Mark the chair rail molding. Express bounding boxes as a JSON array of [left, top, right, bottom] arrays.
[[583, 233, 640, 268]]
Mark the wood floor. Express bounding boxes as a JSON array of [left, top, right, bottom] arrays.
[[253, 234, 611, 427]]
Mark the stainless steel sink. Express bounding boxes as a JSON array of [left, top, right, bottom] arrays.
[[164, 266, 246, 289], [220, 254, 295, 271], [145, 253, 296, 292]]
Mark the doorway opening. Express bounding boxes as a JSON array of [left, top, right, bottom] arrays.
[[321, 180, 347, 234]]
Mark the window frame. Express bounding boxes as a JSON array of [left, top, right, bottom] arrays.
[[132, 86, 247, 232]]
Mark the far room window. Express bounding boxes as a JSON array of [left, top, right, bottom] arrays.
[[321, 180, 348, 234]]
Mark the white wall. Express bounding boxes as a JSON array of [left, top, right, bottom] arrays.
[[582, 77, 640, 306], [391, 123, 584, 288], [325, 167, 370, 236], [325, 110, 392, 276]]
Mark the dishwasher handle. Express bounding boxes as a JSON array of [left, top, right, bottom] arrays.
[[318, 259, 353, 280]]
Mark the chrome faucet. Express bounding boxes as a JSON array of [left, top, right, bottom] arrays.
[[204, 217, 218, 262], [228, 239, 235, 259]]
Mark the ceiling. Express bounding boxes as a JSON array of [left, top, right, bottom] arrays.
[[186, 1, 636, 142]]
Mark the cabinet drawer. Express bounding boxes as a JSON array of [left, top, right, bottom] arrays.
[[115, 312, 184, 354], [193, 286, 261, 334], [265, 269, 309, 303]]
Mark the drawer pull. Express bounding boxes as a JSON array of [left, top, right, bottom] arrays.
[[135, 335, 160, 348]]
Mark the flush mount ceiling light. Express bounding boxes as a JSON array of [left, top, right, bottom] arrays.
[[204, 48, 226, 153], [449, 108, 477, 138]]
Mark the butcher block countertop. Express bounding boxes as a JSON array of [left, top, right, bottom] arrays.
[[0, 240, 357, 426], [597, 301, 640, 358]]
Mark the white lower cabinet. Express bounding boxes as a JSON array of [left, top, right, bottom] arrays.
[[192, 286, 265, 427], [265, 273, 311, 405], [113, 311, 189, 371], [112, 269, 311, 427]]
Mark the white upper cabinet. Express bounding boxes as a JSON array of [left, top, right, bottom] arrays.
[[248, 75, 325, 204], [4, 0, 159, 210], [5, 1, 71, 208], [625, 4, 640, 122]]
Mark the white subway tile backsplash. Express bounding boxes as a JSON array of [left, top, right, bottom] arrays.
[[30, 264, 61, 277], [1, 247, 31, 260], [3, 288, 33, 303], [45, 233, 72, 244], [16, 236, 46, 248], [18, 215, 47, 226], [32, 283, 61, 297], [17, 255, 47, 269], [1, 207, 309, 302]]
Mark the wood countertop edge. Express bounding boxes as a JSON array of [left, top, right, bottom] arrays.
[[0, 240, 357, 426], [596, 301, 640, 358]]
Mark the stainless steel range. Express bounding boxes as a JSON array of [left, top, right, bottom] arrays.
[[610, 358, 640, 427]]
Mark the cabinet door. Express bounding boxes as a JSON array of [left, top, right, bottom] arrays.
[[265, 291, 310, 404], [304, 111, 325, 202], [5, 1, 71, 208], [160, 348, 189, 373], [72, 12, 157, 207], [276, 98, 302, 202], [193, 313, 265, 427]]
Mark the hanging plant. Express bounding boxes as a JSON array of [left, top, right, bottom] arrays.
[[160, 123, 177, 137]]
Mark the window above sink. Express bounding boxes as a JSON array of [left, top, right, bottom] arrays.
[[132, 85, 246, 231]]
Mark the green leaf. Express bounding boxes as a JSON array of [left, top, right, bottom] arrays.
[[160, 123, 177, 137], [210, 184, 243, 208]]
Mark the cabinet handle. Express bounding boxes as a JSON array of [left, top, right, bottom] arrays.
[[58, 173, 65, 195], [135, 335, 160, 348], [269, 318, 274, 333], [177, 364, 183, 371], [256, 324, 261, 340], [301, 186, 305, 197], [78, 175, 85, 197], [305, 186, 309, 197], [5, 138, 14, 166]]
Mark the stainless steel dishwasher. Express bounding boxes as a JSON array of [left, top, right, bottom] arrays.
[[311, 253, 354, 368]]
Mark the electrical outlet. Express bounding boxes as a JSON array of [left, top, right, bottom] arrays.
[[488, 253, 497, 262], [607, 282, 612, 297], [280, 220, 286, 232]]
□ □ □ □ □
= WORK INSTRUCTION =
The entries above should be repeated exactly, every one of them.

= RESULT =
Mark the chair rail molding. Express bounding boxes as a JSON array of [left, top, right, bottom] arrays.
[[583, 233, 640, 268]]
Mark the wood floor. Express bounding boxes as a JSON array of [left, top, right, bottom] arrays.
[[253, 234, 611, 427]]
Mark the stainless steel sink. Express bounding boxes as a JSON array of [left, top, right, bottom] arrays.
[[164, 266, 246, 289], [220, 254, 295, 271], [145, 253, 296, 292]]
Mark the doorway opening. Express bounding boxes as a JSON array of [left, top, right, bottom] arrays.
[[321, 180, 347, 234]]
Mark the window frame. Express bounding boxes as a JSON array of [left, top, right, bottom] arrays.
[[132, 86, 247, 232]]
Mark the far room window. Express bounding boxes as a JSON array of [left, top, right, bottom] arrays.
[[321, 180, 348, 234]]
Mark the white wall. Express bounding boxes as a JSON array of [left, top, right, bottom] arrays.
[[582, 77, 640, 306], [391, 123, 584, 288], [325, 167, 370, 236], [325, 110, 392, 276]]
Mark the dishwasher handle. Express bounding boxes as a JSON array of [left, top, right, bottom] arrays.
[[318, 259, 353, 280]]
Mark the chrome faucet. Express bounding boxes as a JSON array of [left, top, right, bottom] arrays.
[[204, 217, 218, 262], [228, 239, 235, 259]]
Mark the ceiling. Express bounding boxes as a JSON array of [left, top, right, bottom] arrays.
[[186, 1, 636, 142]]
Mark the cabinet drawer. Express bounding boxes as a JSON array of [left, top, right, bottom] arrays.
[[115, 312, 184, 354], [193, 286, 261, 334], [265, 269, 309, 303]]
Mark the drawer pull. Express bounding boxes as a JSON array of [left, top, right, bottom] arrays.
[[135, 335, 160, 348]]
Mark the flush mount ceiling light. Express bounding boxes as a JSON array of [left, top, right, bottom] arrays.
[[204, 48, 226, 153], [449, 108, 477, 138]]
Mark the butcher block countertop. Express bounding boxes as a JSON array of [left, top, right, bottom] arrays.
[[0, 240, 357, 426], [597, 301, 640, 358]]
Mark the white lower cabinet. Express bounding boxes as a JSON array of [left, top, right, bottom] arrays.
[[192, 286, 265, 427], [265, 273, 311, 405], [113, 311, 189, 371], [112, 269, 311, 427]]
Mark the white upper cabinet. Express bounding boxes as a JSON array of [left, top, right, bottom] arrays.
[[248, 75, 325, 204], [4, 0, 159, 210], [5, 1, 71, 208], [625, 4, 640, 122]]
Mark the white subway tile backsplash. Express bounding boxes as a JSON array of [left, top, right, bottom] arrays.
[[30, 264, 61, 277], [1, 247, 31, 260], [3, 288, 33, 303], [45, 233, 72, 244], [16, 236, 46, 248], [18, 215, 47, 226], [32, 283, 61, 297], [17, 255, 47, 269], [1, 207, 309, 302]]
Mark the wood countertop edge. Express bounding boxes as a JSON array of [left, top, right, bottom] arrays.
[[0, 240, 357, 426], [596, 301, 640, 358]]
Mark the stainless steel range. Express bounding boxes as a JSON array of [left, top, right, bottom] arrays.
[[610, 358, 640, 427]]
Mark the cabinet door. Express bounding boxes as a JSON array of [left, top, right, bottom] arrays.
[[265, 291, 310, 404], [304, 111, 325, 202], [5, 1, 71, 208], [160, 348, 189, 373], [72, 12, 157, 207], [276, 98, 302, 202], [193, 313, 265, 427]]
Mark the hanging plant. Express bounding boxes as a JSON array of [left, top, right, bottom] arrays.
[[160, 123, 177, 137]]
Mark the window above sink. Express bounding boxes as a JSON array of [left, top, right, bottom] arrays.
[[132, 85, 246, 231]]
Mark the green leaf. Express bounding boxes as a JSON array of [left, top, right, bottom] arrays.
[[160, 123, 177, 137], [210, 184, 243, 208]]
Mark the cabinet handle. Express bounding boxes as a JSON array of [left, top, right, bottom] arrays.
[[58, 173, 65, 195], [135, 335, 160, 348], [269, 318, 274, 333], [177, 364, 183, 371], [256, 324, 261, 340], [301, 186, 305, 197], [78, 175, 85, 197], [305, 186, 309, 197], [5, 138, 14, 166]]
Mark the stainless steel dishwasher. Express bounding boxes as a JSON array of [left, top, right, bottom] arrays.
[[311, 253, 354, 368]]
Mark the electrical outlet. Express bounding boxes as a JSON array of [left, top, right, bottom] arrays.
[[488, 253, 497, 262], [607, 282, 612, 297], [280, 220, 286, 232]]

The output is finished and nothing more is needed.